### Task prompt
Lift out, unaltered, the lines of the material below between the line holding "This document asks, for" and the line holding "133L238 100L203 117L208", counting both.

### Data excerpts

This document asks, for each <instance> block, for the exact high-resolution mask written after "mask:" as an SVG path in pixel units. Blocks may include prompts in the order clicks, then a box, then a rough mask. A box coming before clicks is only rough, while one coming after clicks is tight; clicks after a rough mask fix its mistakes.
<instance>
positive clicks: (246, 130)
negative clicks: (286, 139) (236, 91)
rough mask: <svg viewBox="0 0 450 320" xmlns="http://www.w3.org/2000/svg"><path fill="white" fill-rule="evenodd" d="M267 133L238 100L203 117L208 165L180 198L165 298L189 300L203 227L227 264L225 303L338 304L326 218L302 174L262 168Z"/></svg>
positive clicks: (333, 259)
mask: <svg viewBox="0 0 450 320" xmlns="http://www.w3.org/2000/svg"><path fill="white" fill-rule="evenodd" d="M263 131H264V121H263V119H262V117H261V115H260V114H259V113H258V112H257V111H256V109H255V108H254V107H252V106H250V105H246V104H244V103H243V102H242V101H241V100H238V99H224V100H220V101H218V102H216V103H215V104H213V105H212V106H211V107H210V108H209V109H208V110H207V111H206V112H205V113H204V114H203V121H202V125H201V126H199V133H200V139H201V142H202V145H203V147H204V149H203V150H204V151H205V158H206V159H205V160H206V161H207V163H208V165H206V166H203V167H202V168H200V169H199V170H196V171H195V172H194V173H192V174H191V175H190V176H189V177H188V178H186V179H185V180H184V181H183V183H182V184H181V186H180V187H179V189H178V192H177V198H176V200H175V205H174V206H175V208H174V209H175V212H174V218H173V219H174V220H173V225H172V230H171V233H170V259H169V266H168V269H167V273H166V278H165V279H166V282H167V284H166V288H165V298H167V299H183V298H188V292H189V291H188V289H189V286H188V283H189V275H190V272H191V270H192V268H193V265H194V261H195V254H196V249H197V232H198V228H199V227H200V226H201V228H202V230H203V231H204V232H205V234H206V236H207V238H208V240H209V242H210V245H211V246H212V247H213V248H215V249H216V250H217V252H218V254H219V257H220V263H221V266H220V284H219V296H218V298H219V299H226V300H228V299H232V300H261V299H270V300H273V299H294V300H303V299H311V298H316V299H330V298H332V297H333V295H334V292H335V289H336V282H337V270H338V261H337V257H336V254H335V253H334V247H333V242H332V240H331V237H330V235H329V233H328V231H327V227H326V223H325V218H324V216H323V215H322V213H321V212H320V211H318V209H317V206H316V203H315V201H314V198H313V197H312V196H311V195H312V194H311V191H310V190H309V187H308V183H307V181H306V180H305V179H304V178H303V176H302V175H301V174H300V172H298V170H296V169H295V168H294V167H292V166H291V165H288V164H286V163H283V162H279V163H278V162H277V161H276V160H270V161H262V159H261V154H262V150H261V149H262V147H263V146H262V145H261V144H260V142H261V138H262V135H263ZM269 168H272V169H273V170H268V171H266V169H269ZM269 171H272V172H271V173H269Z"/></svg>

---

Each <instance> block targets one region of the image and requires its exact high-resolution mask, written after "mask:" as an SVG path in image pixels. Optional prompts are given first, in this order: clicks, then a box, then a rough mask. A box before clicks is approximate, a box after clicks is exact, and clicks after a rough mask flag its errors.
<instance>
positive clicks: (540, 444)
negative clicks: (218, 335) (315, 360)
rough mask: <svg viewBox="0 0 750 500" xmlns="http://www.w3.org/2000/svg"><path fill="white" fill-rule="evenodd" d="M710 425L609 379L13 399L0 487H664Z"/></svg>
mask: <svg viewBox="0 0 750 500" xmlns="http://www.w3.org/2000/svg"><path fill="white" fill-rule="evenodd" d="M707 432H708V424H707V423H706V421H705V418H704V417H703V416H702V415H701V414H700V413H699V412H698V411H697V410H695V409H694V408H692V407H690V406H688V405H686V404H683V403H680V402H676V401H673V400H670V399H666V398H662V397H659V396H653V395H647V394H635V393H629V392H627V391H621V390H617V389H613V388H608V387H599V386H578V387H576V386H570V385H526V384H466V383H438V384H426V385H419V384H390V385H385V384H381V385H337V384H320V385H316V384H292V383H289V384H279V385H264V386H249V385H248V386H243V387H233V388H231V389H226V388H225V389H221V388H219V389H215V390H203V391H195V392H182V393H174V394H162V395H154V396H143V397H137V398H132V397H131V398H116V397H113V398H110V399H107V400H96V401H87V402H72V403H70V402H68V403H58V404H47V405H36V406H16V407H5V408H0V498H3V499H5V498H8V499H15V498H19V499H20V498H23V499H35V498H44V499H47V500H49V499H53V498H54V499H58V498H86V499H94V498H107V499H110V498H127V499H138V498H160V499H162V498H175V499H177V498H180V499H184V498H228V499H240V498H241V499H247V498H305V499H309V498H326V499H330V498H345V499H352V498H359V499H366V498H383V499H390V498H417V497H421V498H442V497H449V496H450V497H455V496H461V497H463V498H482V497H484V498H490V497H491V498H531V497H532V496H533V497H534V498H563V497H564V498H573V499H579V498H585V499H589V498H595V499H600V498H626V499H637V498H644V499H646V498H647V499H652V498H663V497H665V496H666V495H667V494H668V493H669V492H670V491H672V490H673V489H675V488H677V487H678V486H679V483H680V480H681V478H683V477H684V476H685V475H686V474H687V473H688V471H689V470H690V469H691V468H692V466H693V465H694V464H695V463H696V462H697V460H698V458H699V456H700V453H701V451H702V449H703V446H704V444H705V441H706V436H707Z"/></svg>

### Exercise output
This document asks, for each <instance> block, for the exact high-resolution mask written after "mask:" as an SVG path in pixel units. Blocks may include prompts in the order clicks, then a box, then a rough mask. A box coming before clicks is only rough, while one coming after clicks is tight; clicks after a rough mask fix its mistakes.
<instance>
positive clicks: (246, 130)
negative clicks: (286, 139) (236, 91)
rough mask: <svg viewBox="0 0 450 320" xmlns="http://www.w3.org/2000/svg"><path fill="white" fill-rule="evenodd" d="M267 133L238 100L203 117L208 165L180 198L165 298L189 300L203 227L227 264L225 303L338 304L326 218L302 174L262 168Z"/></svg>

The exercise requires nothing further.